→ **REQUIRED ACTIONS**:
a - The passage on COVID-19 and convalescent plasma names several agents that seemed promising at first but failed to show a beneficial effect. List each of them.
b - Write the next part of the passage on COVID-19 and convalescent plasma, picking up after its final sentence.

→ **EXCERPTED TEXT**:
Coronavirus (CoV), an enveloped single-stranded RNA virus belonging to the family of Coronaviridae, which initially caused enzootic infections, has shown in the past to be capable of crossing the species barrier and infecting humans causing epidemics with different levels of severity (1).Two outbreaks of CoVs in humans have occurred in the last two decades, causing severe acute respiratory syndrome (SARS-CoV) in 2003 and Middle East Respiratory Syndrome (MERS-CoV) in 2012 (2-4). In December 2019, the third outbreak of a rapidly transmitted CoV, named SARS-CoV-2 and causing coronavirus disease 2019 (COVID-19), occurred and on March 11 2020, the World Health Organization (WHO) declared the CoV outbreak as a pandemic (5,6).
This new virus posed a major challenge among physicians because it had no specific pre-existing therapy. As a consequence, the therapeutic efforts were initially focused on optimizing respiratory care, managing thrombotic and inflammatory complications by using anticoagulation and corticosteroids, and repurposing existing antiviral therapies (7). Unfortunately, almost all these initially promising agents (i.e., hydroxychloroquine, lopinavir/ritonavir and remdesivir) failed to demonstrate a beneficial effect (8-10). Considering the lack of effective anti-SARS-CoV-2 drugs and the initial positive experience from China (11), convalescent plasma (CP, i.e., plasma collected from completely recovered patients), an old therapy used with apparent success in many epidemics and outbreaks since the Spanish 1918 flu (12-18), was proposed again also for COVID-19 (19). Although various immune and non-immune mechanisms have been hypothesized to explain the effect of passive immunotherapy by means of CP transfusion, the most important is likely due to the presence of neutralizing antibodies that, thanks to their capacity of inhibiting viral entry into target cells, prevent the deleterious consequences of viral replication.

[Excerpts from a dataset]

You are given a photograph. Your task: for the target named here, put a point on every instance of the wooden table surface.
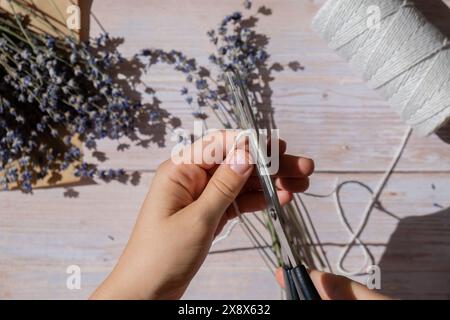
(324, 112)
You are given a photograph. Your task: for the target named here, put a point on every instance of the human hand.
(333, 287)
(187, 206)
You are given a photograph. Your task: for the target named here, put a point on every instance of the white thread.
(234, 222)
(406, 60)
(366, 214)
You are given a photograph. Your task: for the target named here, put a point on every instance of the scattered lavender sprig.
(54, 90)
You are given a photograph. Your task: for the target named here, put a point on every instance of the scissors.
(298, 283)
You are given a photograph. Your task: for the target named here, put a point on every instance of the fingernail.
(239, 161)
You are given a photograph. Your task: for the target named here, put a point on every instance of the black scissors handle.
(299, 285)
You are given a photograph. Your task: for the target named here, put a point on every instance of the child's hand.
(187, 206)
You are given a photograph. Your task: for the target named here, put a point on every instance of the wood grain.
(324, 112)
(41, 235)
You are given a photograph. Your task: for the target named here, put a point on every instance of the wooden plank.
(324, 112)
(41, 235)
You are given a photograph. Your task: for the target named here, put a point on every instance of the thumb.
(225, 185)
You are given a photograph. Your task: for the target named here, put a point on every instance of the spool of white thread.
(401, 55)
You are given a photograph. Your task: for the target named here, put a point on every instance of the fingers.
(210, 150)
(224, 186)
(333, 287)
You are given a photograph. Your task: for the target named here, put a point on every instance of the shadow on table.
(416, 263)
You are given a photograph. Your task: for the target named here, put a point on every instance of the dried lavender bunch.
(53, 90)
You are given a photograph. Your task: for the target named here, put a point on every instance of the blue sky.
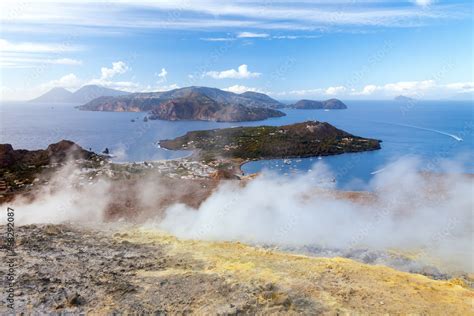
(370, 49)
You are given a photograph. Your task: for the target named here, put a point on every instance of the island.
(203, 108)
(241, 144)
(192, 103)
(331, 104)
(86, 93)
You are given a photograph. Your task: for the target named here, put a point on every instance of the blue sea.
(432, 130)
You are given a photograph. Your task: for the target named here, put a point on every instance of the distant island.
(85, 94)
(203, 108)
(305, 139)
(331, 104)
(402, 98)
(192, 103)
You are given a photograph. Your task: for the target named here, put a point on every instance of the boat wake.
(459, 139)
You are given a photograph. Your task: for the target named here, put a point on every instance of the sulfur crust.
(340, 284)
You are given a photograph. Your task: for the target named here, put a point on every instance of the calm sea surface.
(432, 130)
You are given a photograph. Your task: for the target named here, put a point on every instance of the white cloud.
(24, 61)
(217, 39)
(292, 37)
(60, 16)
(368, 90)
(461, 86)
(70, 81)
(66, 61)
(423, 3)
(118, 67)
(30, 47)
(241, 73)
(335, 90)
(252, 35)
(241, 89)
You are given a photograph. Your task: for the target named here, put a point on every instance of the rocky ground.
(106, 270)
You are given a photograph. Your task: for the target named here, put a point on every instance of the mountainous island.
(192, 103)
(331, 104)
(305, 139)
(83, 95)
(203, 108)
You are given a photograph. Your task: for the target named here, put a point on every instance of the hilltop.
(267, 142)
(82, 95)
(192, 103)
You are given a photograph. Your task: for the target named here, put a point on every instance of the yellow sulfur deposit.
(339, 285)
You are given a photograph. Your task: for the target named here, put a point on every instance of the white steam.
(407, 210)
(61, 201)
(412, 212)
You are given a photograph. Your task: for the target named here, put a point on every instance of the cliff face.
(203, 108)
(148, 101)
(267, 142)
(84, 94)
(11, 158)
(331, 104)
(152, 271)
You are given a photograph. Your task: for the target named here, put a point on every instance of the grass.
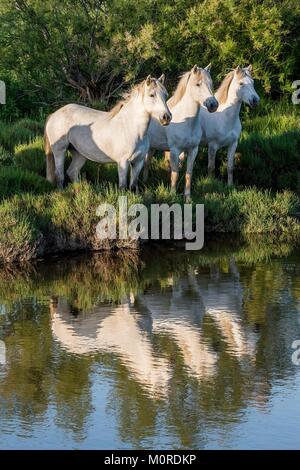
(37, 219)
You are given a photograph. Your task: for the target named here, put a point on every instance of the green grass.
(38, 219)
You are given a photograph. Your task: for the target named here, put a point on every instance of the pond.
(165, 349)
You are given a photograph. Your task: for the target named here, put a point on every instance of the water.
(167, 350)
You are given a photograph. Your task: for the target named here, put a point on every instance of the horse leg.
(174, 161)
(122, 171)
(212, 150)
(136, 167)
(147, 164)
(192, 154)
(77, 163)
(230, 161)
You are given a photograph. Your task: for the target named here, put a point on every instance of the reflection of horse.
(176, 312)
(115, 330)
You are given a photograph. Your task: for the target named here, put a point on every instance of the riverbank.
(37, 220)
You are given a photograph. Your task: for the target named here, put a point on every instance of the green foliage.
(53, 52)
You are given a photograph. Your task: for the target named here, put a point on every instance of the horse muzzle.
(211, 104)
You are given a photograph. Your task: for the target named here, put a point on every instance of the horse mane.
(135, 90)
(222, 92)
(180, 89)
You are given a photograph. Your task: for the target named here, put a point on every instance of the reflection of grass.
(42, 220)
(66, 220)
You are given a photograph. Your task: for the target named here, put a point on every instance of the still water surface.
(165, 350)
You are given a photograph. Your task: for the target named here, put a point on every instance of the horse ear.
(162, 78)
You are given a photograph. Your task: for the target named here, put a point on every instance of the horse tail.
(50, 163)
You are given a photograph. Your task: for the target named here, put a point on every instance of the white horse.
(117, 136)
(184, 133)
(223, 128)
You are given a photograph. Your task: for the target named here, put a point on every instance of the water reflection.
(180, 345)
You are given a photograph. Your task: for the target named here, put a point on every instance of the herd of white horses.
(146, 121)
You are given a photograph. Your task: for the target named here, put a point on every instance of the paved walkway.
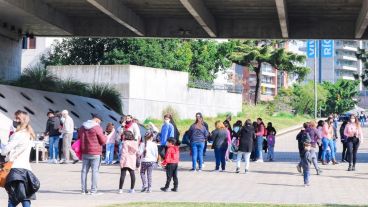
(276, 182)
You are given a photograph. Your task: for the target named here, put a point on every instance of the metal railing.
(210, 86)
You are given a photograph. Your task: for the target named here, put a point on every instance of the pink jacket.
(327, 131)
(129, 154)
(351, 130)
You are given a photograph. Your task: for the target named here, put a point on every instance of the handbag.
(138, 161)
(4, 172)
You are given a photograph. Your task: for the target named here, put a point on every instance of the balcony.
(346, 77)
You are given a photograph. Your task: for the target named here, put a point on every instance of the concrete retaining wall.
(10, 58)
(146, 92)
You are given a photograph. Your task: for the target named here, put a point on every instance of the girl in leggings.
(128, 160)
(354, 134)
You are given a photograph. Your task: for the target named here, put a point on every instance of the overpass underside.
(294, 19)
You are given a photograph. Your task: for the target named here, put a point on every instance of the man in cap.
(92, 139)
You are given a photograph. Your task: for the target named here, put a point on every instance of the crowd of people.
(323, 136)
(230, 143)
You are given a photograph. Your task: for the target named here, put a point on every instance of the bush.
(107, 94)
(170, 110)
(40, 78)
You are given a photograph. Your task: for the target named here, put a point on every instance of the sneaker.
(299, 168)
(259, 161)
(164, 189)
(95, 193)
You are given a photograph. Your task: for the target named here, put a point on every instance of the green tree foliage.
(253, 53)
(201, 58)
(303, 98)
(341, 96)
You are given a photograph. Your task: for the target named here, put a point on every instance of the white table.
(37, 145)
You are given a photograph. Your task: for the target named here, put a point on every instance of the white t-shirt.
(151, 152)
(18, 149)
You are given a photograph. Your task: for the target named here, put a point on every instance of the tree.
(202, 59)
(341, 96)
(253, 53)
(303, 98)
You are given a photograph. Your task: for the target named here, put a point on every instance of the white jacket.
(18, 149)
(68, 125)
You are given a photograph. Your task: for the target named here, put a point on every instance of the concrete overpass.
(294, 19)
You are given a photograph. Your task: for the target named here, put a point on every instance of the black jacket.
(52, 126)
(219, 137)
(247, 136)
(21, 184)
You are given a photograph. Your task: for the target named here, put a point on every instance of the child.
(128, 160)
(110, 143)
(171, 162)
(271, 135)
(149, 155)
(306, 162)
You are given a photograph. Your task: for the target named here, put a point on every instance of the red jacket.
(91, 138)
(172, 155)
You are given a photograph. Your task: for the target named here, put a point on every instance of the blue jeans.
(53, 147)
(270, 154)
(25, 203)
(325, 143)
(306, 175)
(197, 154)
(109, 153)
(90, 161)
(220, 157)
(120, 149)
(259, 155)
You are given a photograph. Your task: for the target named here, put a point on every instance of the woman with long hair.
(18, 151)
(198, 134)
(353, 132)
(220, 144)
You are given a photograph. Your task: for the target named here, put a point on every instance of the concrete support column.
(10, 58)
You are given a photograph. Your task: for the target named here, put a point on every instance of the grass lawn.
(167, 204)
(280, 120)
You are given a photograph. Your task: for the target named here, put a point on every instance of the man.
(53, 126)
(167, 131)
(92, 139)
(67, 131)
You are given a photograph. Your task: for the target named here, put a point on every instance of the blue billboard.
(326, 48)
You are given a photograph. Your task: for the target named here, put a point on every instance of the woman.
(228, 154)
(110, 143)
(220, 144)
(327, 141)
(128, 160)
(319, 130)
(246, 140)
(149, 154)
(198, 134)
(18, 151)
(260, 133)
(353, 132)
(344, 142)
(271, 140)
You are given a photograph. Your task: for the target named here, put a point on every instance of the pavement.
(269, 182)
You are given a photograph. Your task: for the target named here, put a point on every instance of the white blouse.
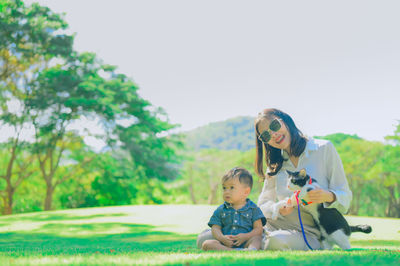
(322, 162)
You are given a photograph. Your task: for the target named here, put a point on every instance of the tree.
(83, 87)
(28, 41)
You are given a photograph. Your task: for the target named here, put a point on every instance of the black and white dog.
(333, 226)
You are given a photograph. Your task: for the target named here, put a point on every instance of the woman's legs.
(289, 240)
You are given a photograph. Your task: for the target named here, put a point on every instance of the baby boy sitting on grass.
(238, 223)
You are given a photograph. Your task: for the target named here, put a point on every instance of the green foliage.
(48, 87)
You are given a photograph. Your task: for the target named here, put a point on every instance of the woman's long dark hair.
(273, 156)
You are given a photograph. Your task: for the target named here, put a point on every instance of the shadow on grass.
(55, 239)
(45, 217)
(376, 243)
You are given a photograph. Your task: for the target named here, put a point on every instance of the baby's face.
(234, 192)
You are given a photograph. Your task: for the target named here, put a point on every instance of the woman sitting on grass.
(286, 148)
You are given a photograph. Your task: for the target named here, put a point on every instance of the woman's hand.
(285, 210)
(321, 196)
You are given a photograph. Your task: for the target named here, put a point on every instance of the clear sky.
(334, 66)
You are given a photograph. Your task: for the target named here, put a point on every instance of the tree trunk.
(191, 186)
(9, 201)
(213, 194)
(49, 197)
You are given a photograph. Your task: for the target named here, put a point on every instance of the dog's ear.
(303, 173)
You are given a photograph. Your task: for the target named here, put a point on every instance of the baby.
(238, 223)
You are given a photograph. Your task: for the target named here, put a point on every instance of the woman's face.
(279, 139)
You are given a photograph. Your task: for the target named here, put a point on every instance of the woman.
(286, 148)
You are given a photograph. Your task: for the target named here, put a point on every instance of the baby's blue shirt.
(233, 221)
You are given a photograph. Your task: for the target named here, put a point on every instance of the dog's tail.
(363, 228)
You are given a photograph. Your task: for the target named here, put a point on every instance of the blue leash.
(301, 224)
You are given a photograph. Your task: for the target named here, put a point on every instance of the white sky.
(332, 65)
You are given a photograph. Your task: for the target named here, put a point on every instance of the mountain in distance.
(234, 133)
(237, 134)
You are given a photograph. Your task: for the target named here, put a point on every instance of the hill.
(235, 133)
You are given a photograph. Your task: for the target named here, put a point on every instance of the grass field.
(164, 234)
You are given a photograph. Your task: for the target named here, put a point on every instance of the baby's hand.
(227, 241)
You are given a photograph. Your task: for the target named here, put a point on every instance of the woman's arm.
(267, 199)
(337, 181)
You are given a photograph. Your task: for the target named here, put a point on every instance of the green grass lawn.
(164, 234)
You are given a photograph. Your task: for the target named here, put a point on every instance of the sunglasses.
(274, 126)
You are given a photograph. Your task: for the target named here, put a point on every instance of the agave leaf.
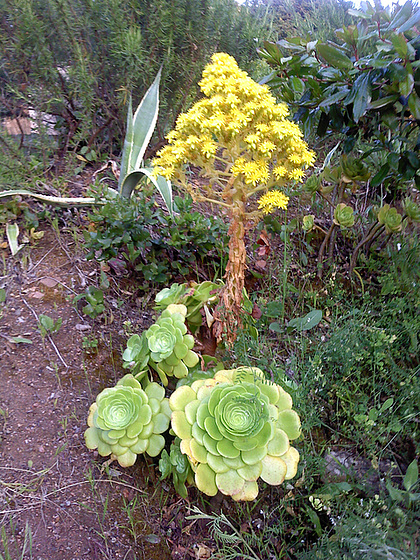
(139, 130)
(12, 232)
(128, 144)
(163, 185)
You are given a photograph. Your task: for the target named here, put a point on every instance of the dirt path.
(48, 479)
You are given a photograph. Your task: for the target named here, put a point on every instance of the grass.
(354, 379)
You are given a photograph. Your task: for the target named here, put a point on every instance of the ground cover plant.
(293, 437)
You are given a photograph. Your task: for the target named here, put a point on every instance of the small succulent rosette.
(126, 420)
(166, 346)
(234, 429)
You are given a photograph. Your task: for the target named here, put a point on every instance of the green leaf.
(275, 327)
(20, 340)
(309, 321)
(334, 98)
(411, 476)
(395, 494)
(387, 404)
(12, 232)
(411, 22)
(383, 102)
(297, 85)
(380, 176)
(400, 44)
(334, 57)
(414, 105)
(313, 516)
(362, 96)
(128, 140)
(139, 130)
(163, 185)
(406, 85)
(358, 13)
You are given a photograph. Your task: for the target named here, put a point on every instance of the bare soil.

→ **RESPONSES TO THE EXERCISE**:
a - hydroxychloroquine, lopinavir/ritonavir, remdesivir

b -
In this narrative review, we summarize the main literature data on the use of CP as treatment for past viral epidemics other than COVID-19, focusing on severe acute respiratory epidemics and the most recent Ebola outbreak. We present the following article in accordance with the narrative review reporting checklist (available at http://dx.doi.org/10.21037/aob-2020-cp-03).
As a search literature strategy, the Medline and PubMed electronic database was searched for publications on CP in previous viral epidemics without time limits using English language as a restriction. The Medical Subject Heading and key words used were: “convalescent plasma”, “hyperimmune plasma”, “therapy”, “SARS-CoV-2”, “COVID-19”, “safety” and “efficacy”, “acute respiratory infections”, “viral infections”, “Ebola virus”, “SARS”, “MERS”, “Avian influenza”, “H5N1”, “Spanish influenza A”, “H1N1”. We also screened the reference lists of the most relevant review articles for additional studies not captured in our initial literature search.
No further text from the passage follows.